Could you restate, exactly and with nothing added, the lines from the start of the data through the line that holds "x=121 y=112", leaving the pictures out?
··· MATERIAL FOR THE TASK
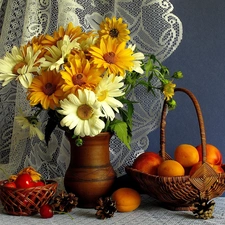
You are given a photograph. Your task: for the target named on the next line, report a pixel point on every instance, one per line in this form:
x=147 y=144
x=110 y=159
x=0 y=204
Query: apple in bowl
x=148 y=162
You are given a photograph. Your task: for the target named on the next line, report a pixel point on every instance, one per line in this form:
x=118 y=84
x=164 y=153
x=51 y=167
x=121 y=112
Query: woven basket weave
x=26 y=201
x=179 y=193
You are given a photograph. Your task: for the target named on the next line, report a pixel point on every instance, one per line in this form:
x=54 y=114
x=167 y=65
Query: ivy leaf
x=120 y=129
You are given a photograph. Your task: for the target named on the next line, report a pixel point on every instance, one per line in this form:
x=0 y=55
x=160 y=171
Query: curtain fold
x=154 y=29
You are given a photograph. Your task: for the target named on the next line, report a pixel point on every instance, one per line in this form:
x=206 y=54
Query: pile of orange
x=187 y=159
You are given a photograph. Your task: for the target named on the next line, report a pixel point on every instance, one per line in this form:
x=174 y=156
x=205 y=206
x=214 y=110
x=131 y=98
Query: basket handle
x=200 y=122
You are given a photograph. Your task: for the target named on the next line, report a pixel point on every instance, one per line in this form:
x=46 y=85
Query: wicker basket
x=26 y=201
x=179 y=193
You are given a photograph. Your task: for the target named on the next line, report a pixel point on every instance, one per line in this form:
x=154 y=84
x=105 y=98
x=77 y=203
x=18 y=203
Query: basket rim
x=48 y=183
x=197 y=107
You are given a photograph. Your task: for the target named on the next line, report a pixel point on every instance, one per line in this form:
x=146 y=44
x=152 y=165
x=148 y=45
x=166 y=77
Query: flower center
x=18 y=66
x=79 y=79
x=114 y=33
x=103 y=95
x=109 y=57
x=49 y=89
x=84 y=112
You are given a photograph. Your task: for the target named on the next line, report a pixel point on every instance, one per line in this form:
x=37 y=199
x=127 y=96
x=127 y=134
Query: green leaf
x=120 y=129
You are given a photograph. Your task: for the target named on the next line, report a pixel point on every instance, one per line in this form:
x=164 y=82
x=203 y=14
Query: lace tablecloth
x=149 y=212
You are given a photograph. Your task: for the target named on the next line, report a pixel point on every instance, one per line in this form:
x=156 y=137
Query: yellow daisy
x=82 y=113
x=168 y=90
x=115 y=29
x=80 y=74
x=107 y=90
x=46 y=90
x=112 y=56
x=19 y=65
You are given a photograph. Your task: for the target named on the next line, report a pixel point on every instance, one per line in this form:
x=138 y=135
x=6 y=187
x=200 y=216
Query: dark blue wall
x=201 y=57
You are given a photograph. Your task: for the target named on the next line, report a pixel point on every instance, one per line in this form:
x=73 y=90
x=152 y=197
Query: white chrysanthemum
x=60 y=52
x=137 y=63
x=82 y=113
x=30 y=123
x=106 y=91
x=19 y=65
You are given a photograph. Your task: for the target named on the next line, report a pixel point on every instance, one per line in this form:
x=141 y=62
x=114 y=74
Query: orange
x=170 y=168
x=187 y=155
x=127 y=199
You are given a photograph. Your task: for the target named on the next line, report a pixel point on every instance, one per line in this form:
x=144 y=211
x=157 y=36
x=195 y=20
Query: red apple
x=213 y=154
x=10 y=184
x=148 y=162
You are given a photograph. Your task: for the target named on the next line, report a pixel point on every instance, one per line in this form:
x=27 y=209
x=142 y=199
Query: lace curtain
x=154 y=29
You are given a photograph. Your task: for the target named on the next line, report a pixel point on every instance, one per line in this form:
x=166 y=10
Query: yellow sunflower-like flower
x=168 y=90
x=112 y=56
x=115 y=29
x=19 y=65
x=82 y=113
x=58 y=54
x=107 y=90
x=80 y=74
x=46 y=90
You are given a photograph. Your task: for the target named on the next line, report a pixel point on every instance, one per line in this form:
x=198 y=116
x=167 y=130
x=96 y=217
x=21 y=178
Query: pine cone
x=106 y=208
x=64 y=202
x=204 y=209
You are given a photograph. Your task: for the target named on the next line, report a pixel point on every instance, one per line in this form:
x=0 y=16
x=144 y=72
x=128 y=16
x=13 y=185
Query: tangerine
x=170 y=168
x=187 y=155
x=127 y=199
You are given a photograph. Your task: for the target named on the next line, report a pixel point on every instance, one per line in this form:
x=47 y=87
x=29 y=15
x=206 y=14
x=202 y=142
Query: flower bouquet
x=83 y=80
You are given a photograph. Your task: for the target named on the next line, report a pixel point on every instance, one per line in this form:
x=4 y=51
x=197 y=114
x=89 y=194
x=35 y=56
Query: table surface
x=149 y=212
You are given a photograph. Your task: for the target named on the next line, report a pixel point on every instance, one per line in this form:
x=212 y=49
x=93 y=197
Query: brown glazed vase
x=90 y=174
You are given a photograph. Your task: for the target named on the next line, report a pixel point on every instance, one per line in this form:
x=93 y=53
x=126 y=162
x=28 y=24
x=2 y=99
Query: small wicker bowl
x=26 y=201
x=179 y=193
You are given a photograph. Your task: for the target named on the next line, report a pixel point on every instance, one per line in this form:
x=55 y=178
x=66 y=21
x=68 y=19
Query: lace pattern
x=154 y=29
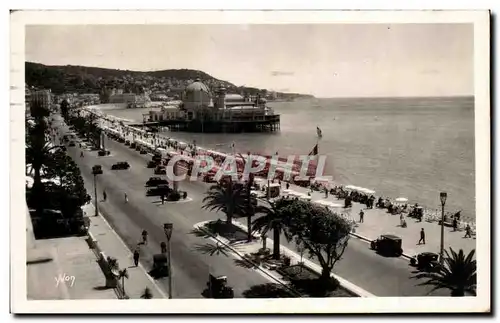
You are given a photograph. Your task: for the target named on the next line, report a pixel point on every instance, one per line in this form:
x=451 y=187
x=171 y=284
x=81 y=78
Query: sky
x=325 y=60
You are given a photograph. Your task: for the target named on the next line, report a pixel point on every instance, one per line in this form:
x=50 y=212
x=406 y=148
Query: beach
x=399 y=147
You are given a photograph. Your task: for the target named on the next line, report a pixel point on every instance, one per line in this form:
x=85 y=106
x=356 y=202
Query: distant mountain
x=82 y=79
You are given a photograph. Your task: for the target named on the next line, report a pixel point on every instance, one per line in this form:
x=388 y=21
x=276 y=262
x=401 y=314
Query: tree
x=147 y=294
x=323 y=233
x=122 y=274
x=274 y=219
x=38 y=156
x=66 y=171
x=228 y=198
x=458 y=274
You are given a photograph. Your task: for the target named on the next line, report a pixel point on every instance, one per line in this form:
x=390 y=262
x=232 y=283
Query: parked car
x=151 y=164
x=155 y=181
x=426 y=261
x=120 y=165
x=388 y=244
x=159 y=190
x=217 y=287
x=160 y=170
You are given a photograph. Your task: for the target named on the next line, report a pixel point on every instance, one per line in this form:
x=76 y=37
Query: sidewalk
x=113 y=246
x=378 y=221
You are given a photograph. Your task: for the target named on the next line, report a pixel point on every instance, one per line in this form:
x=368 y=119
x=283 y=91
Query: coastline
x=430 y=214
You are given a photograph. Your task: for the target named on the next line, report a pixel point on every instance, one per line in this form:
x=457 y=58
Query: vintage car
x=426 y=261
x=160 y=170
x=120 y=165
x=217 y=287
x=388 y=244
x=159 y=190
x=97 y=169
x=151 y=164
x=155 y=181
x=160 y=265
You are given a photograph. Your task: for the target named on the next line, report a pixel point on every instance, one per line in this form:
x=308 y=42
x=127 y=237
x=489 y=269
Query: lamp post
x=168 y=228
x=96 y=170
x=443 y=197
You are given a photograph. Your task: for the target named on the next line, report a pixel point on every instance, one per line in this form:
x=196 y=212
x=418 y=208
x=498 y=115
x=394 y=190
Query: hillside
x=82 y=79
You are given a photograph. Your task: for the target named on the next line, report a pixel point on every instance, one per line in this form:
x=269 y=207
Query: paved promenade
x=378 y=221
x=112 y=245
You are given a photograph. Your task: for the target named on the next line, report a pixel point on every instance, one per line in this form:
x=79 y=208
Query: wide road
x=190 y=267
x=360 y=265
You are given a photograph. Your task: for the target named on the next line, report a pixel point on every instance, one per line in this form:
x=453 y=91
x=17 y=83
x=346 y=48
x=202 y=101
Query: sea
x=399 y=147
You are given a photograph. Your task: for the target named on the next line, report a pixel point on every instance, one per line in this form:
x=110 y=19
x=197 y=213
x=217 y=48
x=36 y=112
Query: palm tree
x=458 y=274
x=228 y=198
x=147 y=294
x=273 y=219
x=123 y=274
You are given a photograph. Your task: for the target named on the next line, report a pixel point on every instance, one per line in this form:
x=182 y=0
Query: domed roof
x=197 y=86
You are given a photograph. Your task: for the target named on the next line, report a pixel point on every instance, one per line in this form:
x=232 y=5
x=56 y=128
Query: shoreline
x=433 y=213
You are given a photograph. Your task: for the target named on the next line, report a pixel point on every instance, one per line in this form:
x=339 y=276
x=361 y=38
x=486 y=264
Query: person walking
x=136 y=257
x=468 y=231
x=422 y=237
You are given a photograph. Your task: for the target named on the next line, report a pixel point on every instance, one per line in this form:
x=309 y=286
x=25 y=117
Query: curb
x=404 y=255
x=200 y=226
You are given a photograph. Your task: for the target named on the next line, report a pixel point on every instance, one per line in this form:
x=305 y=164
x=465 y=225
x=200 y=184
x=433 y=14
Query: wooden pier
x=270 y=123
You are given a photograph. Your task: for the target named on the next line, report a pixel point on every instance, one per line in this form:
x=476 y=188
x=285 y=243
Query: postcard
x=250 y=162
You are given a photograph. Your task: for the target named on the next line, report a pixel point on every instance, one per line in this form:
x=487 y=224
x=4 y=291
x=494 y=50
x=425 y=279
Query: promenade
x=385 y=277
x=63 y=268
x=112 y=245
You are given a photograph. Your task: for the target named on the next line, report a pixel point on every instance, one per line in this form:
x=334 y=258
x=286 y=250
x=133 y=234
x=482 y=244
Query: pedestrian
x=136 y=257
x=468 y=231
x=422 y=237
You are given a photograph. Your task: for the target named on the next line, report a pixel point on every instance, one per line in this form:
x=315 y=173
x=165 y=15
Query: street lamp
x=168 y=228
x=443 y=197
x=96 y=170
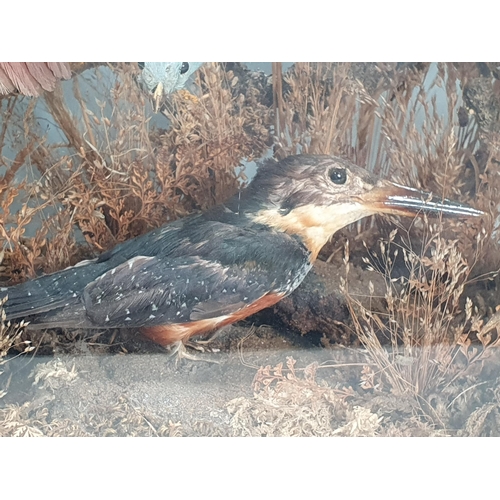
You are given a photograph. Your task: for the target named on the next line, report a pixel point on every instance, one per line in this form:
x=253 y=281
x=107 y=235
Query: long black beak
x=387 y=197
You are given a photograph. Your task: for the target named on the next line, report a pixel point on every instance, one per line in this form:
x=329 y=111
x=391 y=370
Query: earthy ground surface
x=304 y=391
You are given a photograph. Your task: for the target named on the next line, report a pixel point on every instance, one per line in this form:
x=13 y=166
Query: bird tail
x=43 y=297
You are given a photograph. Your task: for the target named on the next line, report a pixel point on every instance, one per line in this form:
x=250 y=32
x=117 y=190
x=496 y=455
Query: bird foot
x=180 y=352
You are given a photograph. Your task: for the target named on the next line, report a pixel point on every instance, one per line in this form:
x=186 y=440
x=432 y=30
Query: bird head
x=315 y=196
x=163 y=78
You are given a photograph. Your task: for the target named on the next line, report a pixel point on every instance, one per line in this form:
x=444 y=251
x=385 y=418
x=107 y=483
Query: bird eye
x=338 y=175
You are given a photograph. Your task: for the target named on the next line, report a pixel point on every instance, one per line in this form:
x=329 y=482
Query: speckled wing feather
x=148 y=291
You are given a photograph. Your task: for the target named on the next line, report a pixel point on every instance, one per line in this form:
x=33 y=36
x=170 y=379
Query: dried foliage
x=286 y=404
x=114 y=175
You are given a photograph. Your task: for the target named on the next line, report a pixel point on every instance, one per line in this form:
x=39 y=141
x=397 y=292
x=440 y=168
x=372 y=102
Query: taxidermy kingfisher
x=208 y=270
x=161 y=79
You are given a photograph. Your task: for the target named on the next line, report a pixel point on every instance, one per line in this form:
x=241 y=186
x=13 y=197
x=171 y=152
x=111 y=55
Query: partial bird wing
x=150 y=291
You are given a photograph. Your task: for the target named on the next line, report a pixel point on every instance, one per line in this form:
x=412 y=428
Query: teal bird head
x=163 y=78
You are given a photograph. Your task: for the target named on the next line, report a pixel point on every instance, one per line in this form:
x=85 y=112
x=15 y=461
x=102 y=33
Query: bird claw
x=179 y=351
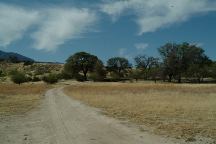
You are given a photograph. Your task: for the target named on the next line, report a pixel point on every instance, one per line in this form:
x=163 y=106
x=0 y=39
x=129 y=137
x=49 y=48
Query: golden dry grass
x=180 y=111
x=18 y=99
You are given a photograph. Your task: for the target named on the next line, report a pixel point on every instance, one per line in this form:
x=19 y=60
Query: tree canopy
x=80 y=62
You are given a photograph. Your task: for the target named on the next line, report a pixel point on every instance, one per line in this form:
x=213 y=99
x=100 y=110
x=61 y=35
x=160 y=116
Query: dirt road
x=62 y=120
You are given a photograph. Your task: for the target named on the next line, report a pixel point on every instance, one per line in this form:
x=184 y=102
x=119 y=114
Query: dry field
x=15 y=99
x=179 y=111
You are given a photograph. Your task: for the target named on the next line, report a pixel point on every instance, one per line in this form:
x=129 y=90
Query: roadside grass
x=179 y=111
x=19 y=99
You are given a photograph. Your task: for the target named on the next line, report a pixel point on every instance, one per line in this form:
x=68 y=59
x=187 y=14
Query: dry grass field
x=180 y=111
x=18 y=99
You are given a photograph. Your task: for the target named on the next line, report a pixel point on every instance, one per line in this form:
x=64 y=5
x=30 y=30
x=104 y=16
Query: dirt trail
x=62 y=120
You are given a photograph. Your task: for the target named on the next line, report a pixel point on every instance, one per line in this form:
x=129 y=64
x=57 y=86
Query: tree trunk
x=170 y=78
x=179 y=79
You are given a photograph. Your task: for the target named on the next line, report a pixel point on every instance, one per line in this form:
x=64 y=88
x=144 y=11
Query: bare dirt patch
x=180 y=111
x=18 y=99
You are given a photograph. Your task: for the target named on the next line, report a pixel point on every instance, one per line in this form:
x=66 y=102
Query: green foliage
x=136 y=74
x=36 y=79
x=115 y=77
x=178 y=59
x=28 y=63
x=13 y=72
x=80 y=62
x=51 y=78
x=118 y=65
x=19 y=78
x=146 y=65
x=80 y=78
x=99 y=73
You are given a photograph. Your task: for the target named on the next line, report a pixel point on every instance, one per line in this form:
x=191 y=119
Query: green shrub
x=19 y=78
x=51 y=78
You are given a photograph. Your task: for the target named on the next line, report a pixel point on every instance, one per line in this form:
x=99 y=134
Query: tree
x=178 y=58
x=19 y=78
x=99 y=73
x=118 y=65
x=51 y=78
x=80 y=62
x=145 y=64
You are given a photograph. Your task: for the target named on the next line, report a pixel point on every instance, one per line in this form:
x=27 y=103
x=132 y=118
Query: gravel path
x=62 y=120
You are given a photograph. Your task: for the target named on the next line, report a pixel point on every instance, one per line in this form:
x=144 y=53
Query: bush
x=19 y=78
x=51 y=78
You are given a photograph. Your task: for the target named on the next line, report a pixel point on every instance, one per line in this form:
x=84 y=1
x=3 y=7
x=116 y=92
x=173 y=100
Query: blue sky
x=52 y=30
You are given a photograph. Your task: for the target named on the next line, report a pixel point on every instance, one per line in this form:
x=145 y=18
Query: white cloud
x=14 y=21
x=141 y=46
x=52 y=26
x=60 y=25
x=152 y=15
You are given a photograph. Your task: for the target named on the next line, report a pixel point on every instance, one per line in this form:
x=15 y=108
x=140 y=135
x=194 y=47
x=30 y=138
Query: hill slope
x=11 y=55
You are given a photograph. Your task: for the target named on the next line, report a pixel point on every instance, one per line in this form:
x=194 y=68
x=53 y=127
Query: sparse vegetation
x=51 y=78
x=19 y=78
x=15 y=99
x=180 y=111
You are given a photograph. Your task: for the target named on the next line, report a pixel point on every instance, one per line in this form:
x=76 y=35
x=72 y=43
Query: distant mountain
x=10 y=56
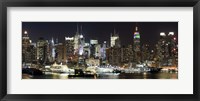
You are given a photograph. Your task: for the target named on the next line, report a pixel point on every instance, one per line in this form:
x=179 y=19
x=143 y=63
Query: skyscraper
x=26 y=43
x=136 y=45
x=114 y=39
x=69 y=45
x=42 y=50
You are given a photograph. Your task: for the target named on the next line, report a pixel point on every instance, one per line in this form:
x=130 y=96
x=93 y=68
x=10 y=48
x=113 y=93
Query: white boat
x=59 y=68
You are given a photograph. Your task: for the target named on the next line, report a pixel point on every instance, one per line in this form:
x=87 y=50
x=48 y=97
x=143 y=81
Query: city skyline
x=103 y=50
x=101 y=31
······
* [OUTPUT OF THE TASK]
You are given a photograph. Your task: for the target named on the next line, report a pixel point on every instance, one per line in this form:
x=147 y=144
x=110 y=159
x=0 y=204
Query: apple in bowl
x=148 y=162
You are given a photograph. Your task: for the target named on the next line, report a pixel point on every instance, one per line in this form:
x=118 y=84
x=164 y=153
x=51 y=167
x=121 y=112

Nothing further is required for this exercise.